## Start Supplied data

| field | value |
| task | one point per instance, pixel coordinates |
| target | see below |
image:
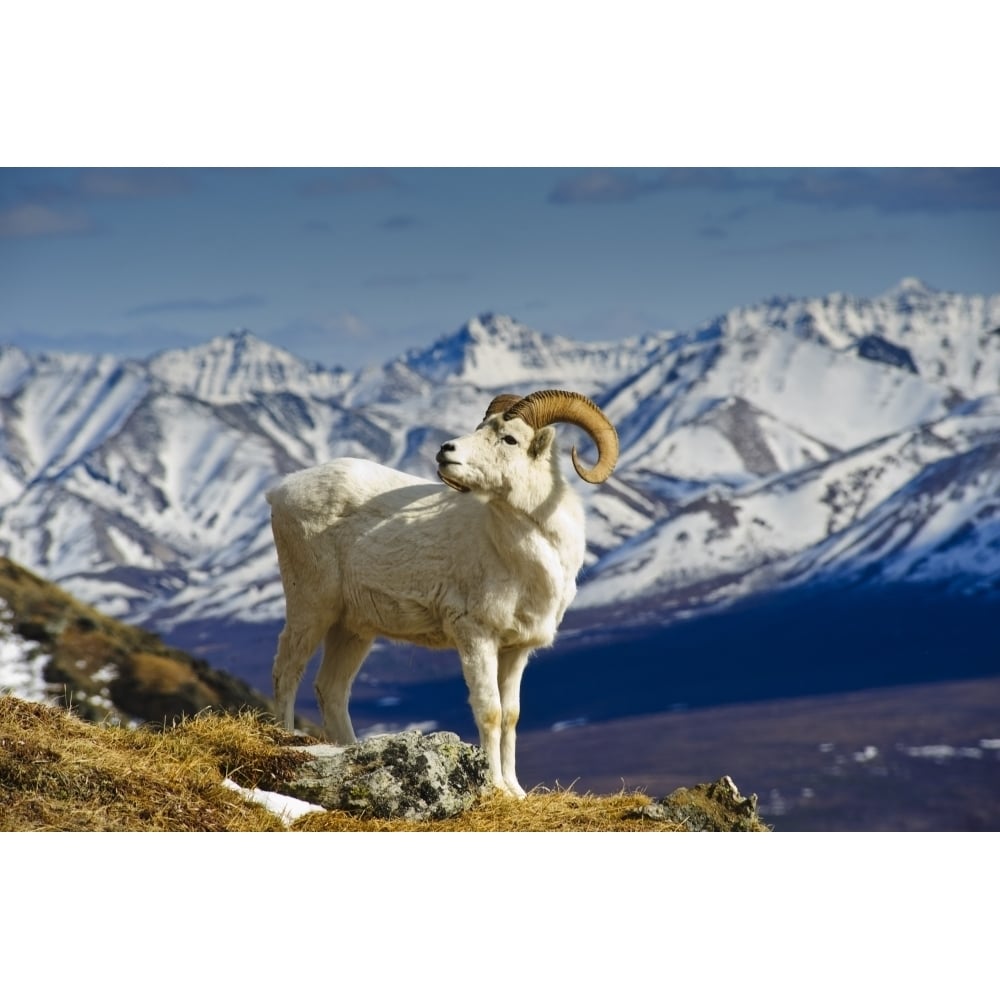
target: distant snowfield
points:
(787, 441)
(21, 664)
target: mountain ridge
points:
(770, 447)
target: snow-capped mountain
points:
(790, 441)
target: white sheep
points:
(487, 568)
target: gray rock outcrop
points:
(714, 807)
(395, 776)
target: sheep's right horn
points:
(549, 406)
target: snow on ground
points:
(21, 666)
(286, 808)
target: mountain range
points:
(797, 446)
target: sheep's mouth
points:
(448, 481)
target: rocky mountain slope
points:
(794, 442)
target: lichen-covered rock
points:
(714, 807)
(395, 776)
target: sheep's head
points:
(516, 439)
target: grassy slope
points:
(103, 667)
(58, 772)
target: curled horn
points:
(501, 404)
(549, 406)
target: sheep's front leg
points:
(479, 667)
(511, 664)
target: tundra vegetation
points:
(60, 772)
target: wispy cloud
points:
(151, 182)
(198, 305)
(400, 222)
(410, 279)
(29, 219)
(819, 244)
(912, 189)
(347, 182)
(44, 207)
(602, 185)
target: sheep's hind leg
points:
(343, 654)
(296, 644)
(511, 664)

## End Supplied data
## Start Supplied data

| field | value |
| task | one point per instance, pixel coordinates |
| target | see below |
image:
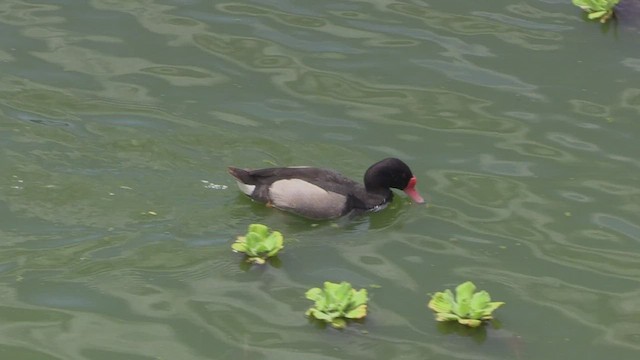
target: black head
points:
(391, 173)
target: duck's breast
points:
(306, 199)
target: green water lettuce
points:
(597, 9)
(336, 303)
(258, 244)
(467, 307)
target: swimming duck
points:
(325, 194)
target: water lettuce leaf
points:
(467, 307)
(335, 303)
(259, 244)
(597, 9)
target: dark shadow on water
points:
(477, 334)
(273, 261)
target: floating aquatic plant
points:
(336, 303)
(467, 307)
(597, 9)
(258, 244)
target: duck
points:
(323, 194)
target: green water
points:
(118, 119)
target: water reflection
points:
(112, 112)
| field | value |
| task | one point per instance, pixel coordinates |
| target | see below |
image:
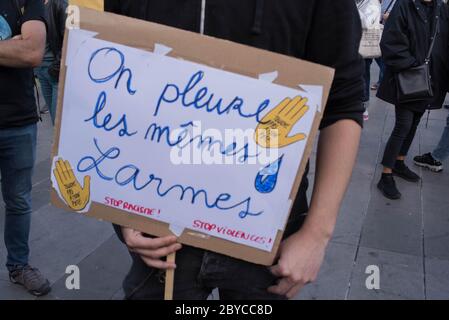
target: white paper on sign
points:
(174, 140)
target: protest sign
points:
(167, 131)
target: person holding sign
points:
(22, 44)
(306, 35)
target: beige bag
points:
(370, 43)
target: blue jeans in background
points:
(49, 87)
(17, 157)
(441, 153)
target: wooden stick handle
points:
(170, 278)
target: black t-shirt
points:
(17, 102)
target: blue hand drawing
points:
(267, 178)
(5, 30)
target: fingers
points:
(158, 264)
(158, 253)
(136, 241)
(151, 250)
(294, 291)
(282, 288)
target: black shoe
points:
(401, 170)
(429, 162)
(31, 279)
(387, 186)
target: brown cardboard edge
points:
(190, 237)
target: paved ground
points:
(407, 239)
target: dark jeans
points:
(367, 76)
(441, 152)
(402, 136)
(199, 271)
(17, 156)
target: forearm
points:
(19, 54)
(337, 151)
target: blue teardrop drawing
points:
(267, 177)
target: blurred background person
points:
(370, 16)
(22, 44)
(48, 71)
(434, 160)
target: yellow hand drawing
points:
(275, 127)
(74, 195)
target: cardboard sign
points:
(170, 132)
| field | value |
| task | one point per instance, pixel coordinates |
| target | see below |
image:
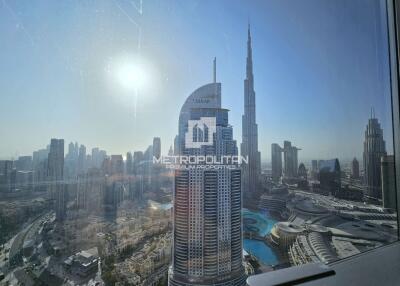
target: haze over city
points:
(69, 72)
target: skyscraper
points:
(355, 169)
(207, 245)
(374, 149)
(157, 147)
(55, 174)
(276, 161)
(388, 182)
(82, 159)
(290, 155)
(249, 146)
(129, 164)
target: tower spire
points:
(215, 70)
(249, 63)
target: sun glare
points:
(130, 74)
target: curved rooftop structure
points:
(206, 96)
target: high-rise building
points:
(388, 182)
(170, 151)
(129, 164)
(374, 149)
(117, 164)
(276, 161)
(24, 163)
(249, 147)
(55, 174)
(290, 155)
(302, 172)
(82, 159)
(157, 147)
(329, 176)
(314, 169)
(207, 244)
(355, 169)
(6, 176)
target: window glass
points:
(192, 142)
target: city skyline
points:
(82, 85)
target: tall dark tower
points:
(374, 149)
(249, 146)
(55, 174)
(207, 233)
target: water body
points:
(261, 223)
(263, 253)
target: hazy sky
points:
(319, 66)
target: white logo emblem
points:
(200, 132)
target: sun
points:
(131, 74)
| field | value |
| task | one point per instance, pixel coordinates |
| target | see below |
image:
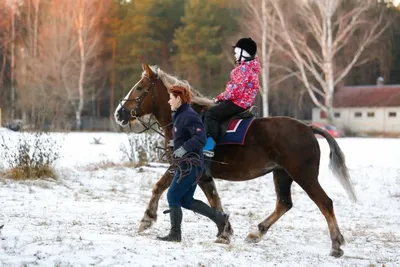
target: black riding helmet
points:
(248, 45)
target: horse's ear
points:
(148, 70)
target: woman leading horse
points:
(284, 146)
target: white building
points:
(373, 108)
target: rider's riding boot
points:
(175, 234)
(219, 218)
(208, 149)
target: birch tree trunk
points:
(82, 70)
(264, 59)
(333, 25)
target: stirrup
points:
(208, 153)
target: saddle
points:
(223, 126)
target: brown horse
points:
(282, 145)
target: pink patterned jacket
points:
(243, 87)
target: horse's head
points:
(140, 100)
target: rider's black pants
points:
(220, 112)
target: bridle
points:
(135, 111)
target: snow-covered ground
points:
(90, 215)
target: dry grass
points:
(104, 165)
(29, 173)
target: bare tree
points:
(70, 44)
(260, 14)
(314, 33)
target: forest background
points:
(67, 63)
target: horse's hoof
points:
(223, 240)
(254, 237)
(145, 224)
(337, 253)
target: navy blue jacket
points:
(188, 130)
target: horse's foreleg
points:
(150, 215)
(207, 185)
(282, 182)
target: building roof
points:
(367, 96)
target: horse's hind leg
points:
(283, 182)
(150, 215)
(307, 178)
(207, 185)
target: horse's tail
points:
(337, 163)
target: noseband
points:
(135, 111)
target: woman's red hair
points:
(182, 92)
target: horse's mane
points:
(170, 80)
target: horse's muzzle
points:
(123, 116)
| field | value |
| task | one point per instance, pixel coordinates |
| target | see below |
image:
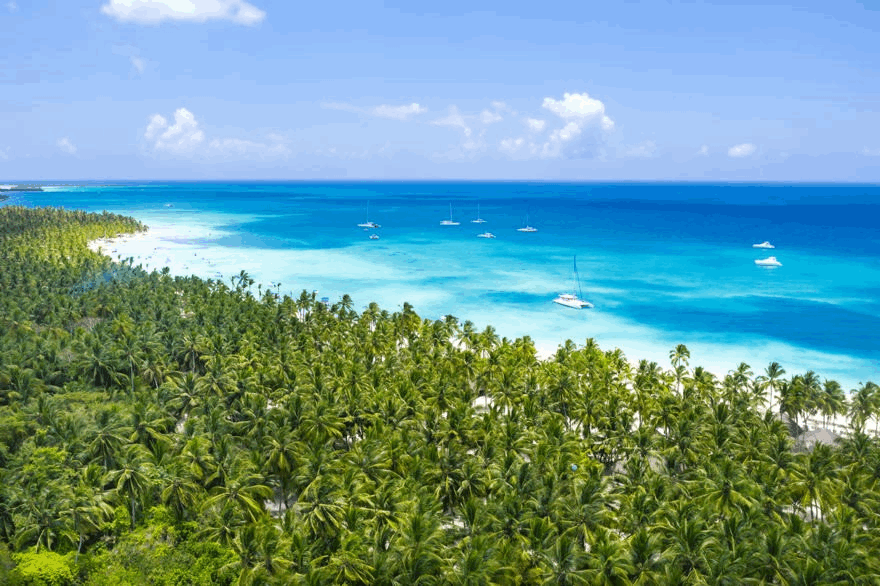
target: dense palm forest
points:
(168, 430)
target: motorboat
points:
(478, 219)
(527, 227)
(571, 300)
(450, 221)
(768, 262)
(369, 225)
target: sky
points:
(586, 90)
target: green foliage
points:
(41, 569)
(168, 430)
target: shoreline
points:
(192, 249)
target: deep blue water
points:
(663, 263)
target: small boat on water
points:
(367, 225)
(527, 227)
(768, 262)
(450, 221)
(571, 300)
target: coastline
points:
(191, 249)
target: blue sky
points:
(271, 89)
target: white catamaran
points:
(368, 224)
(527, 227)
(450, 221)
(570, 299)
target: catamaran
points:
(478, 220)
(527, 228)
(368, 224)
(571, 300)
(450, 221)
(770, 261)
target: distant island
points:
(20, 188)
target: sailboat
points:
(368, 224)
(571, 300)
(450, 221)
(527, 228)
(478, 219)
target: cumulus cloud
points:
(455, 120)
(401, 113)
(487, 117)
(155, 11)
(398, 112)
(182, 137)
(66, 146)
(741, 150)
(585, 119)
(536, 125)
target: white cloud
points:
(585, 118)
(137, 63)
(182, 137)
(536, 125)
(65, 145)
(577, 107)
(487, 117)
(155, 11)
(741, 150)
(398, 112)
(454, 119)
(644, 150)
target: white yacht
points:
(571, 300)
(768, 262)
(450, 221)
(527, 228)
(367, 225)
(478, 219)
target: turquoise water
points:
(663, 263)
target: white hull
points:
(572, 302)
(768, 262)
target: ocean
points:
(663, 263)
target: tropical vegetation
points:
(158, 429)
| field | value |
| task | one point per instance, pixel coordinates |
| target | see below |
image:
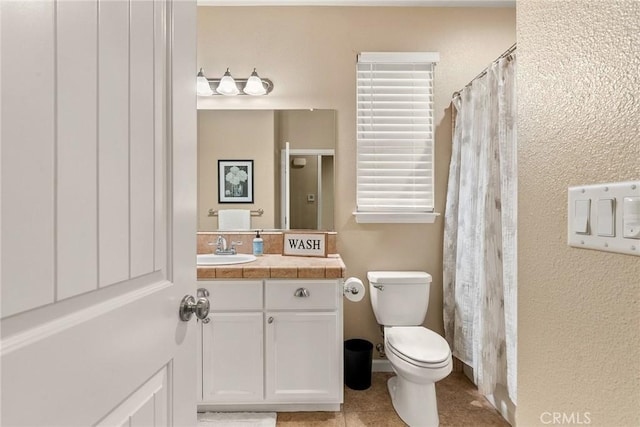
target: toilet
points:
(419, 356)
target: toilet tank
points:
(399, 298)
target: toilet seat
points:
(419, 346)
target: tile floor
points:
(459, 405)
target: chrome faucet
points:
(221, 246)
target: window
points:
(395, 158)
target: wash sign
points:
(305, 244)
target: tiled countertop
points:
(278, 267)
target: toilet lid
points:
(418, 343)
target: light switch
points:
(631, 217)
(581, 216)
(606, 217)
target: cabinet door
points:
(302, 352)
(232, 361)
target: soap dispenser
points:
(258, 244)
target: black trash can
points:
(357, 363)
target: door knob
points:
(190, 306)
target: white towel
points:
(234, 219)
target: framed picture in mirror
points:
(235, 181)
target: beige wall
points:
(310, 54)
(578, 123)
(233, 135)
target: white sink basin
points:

## End Supplied data

> Task prompt: Which lines above contain the string "jacket"? Pull out each of them, matching case exactly.

> Output:
target: pink patterned jacket
target: navy blue jacket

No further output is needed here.